SELECTED EXTRACT:
○ ○ ○ ○ ○ ○ ○
William Fell Giles (April 8, 1807 – March 21, 1879) was a United States representative from Maryland and later a United States district judge of the United States District Court for the District of Maryland.

Education and career

Born on April 8, 1807, in Harford County, Maryland, Giles attended a private academy and the Bel Air Academy, then read law in 1829. Giles was admitted to the bar and entered private practice in Baltimore, Maryland from 1829 to 1837, in 1839, from 1841 to 1844, and from 1847 to 1853. He was a member of the Maryland House of Delegates in 1838 and 1840.

Other service

Giles was an officer of the American Colonization Society for more than thirty years, and for more than twenty years one of the commissioners of the State of Maryland supervising the emigration of free blacks to Liberia.

Congressional service

Giles was elected as a Democrat from Maryland's 4th congressional district to the United States House of Representatives of the 29th United States Congress, serving from March 4, 1845, to March 3, 1847. He declined to be a candidate for renomination.
○ ○ ○ ○ ○ ○ ○
ENTRIES SHOWN:

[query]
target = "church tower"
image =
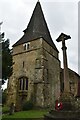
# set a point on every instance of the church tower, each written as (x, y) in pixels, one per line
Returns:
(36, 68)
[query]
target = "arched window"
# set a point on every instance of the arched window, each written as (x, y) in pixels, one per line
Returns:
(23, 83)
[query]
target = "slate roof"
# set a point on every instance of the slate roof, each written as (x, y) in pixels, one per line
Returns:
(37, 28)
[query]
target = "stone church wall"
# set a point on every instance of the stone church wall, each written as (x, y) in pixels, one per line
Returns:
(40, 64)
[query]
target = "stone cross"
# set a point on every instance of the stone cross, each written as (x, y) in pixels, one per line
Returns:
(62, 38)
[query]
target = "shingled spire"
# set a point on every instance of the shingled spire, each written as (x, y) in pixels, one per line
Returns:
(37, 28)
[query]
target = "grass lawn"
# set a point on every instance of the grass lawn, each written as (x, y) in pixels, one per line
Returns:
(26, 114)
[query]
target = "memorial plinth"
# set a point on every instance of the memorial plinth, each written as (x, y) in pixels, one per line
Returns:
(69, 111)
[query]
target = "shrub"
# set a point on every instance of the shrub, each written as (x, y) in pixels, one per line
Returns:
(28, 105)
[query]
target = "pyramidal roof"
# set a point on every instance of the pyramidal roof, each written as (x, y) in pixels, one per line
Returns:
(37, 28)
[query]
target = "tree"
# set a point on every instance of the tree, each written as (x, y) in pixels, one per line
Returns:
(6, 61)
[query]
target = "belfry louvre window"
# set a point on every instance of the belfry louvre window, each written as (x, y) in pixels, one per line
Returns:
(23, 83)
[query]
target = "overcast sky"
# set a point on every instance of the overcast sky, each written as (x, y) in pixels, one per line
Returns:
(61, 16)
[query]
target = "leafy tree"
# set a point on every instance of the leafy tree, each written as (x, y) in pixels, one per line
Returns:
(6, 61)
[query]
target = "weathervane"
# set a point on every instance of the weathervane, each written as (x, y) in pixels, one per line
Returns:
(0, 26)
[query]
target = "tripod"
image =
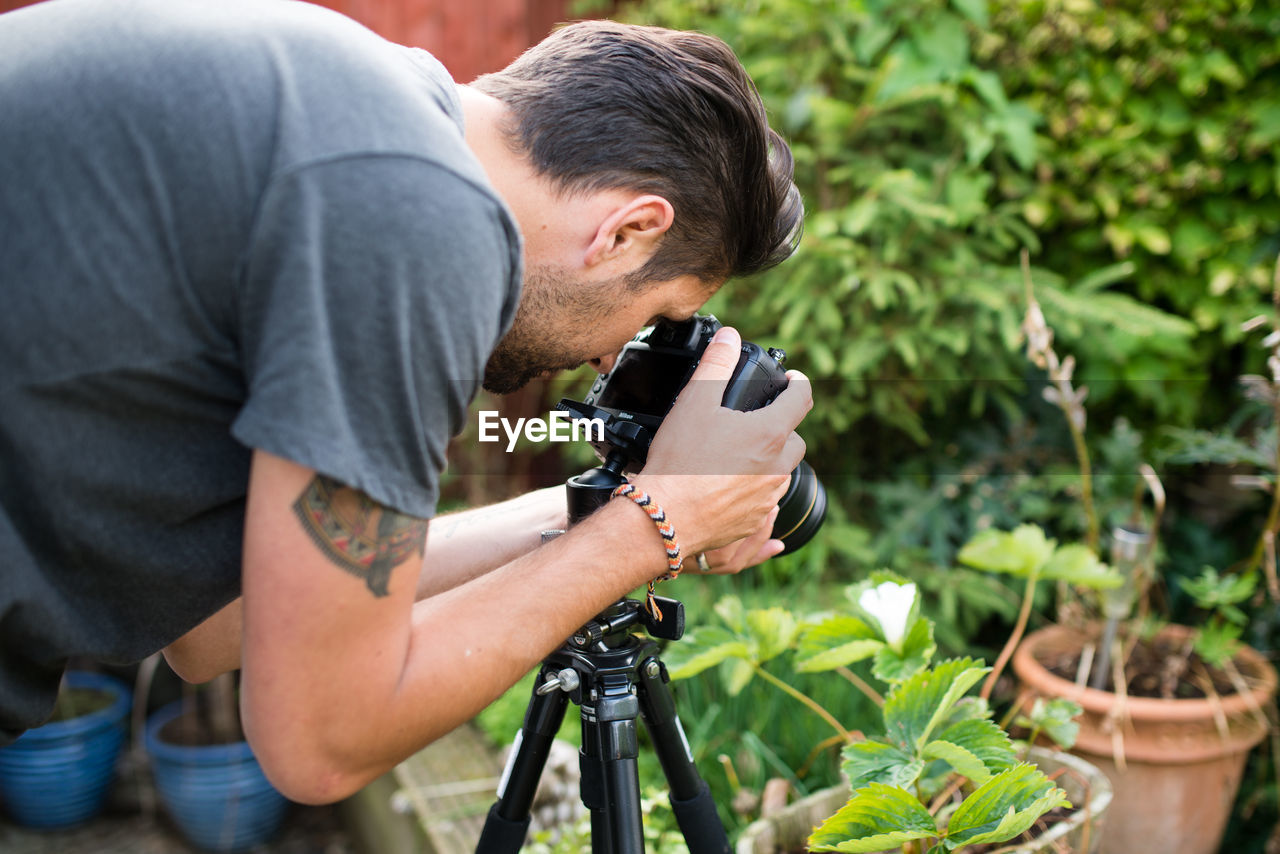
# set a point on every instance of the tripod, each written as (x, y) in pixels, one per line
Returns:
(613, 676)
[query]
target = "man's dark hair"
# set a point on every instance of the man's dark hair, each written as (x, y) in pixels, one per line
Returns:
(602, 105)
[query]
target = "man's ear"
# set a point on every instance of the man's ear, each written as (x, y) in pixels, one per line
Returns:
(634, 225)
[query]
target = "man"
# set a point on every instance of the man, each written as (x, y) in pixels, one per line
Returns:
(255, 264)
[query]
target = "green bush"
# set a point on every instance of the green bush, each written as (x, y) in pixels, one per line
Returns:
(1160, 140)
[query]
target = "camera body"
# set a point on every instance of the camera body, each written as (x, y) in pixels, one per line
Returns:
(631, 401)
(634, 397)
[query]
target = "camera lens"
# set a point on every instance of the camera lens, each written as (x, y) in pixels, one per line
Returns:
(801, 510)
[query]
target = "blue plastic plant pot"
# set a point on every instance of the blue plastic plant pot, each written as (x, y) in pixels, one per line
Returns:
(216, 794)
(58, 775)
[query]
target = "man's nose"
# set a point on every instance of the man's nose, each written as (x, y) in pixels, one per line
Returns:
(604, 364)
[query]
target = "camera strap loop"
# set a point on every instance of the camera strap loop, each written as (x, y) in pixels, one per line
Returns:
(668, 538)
○ ○ ○ ○ ○ ○ ○
REQUIRED ACTIONS:
1 - According to the William Fell Giles biography, in which years was Giles a member of the Maryland House of Delegates?
2 - Carry on the William Fell Giles biography from the point where it stops.

ANSWERS PROVIDED:
1 - 1838 and 1840.

2 -
Federal judicial service

Giles received a recess appointment from President Franklin Pierce on July 18, 1853, to a seat on the United States District Court for the District of Maryland vacated by Judge John Glenn. He was nominated to the same position by President Pierce on December 19, 1853. He was confirmed by the United States Senate on January 11, 1854, and received his commission the same day. His service terminated on March 21, 1879, due to his death in Baltimore. He was interred in Green Mount Cemetery in Baltimore.

Notable case

Giles issued the original writ of habeas corpus in Ex parte Merryman.

See also
 Ex parte Merryman

References

Sources

Further reading
 William H. Rehnquist (1998), All the Laws but One:  Civil Liberties in Wartime, New York:  Morrow, .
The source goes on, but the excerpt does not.